== DATASET RECORDS

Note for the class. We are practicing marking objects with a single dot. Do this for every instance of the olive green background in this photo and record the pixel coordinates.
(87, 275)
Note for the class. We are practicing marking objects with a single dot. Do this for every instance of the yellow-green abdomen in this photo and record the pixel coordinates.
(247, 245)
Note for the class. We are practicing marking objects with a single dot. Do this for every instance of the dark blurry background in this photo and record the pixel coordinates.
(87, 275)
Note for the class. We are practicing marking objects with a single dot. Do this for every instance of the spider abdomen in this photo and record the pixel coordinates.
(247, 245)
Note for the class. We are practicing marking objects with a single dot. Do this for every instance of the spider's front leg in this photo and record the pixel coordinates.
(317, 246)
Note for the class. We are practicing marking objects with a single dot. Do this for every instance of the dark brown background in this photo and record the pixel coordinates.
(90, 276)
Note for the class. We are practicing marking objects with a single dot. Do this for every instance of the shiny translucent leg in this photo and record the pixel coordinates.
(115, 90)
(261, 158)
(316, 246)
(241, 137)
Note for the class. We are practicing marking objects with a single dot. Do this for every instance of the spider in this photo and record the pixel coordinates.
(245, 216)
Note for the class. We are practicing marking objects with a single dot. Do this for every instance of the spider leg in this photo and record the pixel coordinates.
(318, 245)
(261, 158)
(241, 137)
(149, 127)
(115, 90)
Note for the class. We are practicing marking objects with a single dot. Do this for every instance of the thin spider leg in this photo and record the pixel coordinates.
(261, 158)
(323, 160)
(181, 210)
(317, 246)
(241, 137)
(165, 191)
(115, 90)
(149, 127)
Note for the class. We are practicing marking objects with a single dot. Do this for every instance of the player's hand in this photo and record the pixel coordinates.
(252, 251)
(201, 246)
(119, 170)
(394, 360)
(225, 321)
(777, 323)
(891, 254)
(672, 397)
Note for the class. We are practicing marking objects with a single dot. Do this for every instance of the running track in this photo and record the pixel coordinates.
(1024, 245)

====

EXERCISE DETAILS: Every piece of the data is to be set down again exactly.

TASK SOLUTION:
Note for the class. We are practicing marking objects with a single dot. Do this for every instance of the olive green background in this photo and record the pixel coordinates.
(87, 275)
Note for the class. We are practicing marking objects with a single dot. Do this for every instance of the yellow-green abdomen in this photo and record the pixel coordinates.
(247, 245)
Note for the class. We are practicing marking objects with a single dot. Do this for every instance of the dark blurry background in this photo and record the pixel coordinates.
(87, 275)
Note for the class. We are practicing marking objects with a single dot. Do this for every instance of the spider abdomen in this photo and record the pixel coordinates.
(247, 245)
Note for the class. We are practicing marking objects with a single dot. Do this for every instance of the spider's front leg in this photo and record the pixel coordinates.
(317, 246)
Note for the class. We are practicing marking objects with a single dot. Do this for every instance of the dark brown background in this photo and record the pixel coordinates.
(90, 276)
Note for the class. We are practicing marking objects with a single dot. Do this for every instance of the shiny translucent leg in this photo and record the pixel coordinates.
(115, 90)
(261, 158)
(316, 246)
(241, 137)
Note for the class. We are practicing marking objects with a single dot. Do this for every instance of the spider in this photo and record the pixel coordinates.
(245, 216)
Note for the class. We are practicing marking objects with a single dot. Do this for every instance of the spider leg in this photo and record the pixel coordinates.
(318, 245)
(261, 158)
(241, 137)
(149, 127)
(115, 90)
Note for the class. We are practicing marking objects with a single dot. Do this for every instance of the thin spider leg in this photo and record the pixel coordinates.
(261, 158)
(323, 160)
(181, 210)
(317, 246)
(241, 137)
(165, 191)
(115, 90)
(149, 127)
Note for the class. We are practicing marking objects with a single dot. Do this for every instance of the player's hand in this photo and record the pixel coordinates.
(252, 251)
(201, 246)
(119, 170)
(394, 360)
(225, 321)
(777, 323)
(891, 254)
(672, 397)
Note for the class. We are practicing marking objects with a single dot. Do this for every instance of the running track in this photo and record the pixel coordinates.
(1024, 245)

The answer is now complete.